# Dataset excerpts:
╔══

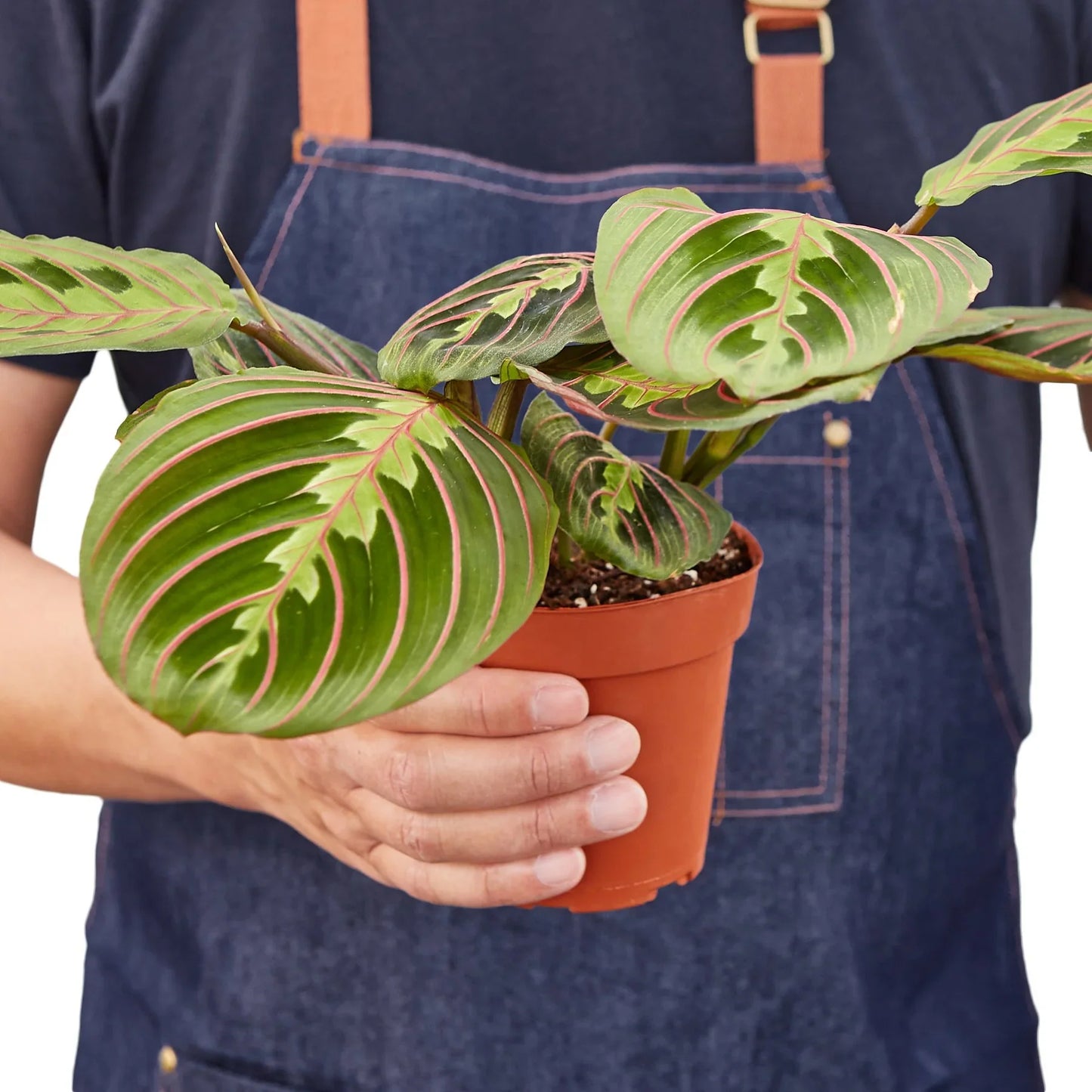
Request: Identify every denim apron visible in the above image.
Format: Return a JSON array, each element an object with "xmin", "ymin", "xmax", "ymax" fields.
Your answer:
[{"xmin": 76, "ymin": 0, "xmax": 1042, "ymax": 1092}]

╚══
╔══

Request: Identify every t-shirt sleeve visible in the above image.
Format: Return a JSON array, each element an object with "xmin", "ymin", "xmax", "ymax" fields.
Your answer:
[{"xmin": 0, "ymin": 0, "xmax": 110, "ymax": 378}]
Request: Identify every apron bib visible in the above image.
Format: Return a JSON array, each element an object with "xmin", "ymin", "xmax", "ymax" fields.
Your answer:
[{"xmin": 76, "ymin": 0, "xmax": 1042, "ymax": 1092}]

╚══
╔══

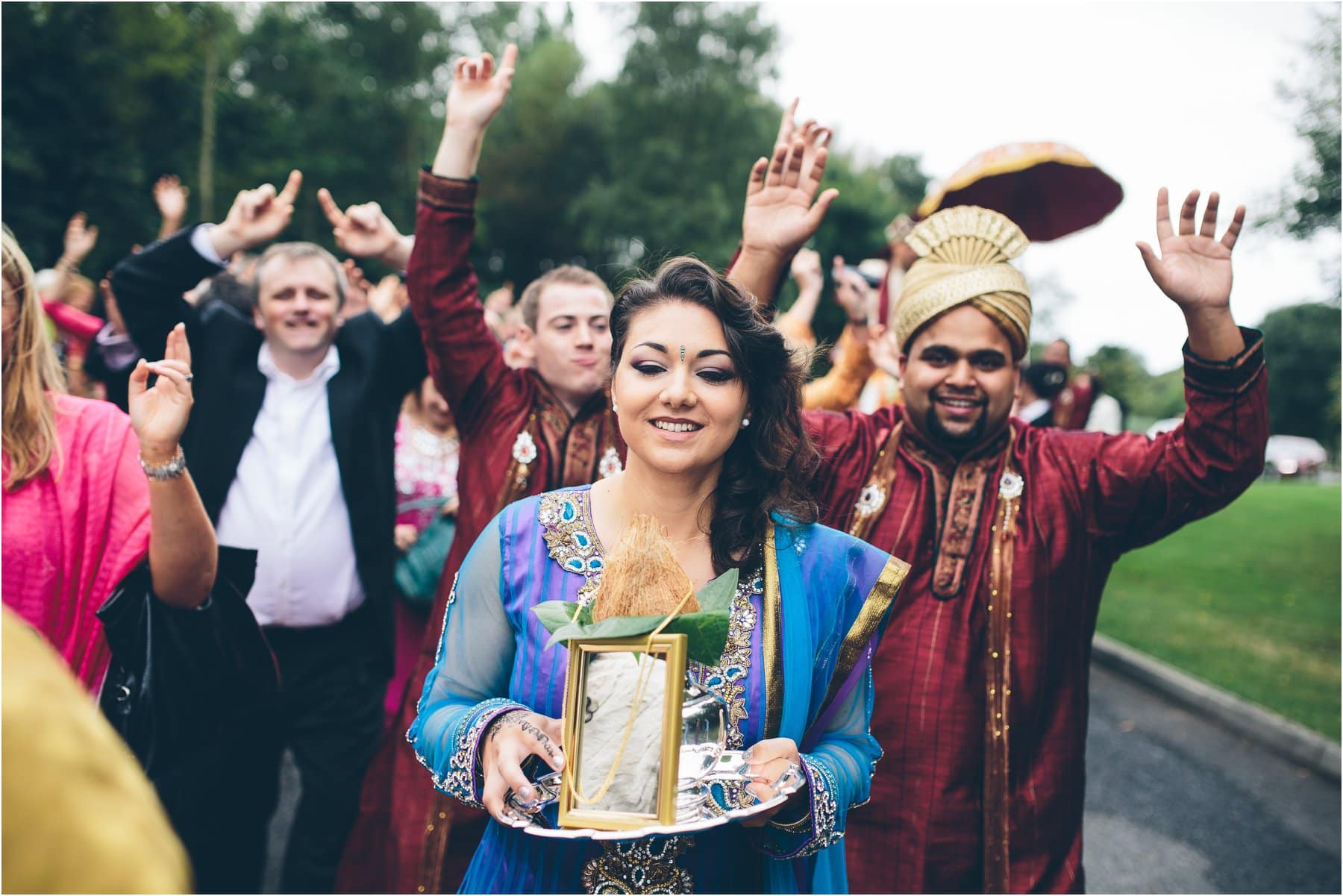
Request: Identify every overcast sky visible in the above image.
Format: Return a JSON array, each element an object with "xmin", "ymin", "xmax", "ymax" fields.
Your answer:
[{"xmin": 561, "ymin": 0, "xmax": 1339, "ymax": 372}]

╚══

# Task description:
Pull out every line in the rows above that contains the word "apron", and copy each one in full.

# The answer:
Request: Identify every denim apron visible in the above image.
Request: Identify every apron bib visible in the above image.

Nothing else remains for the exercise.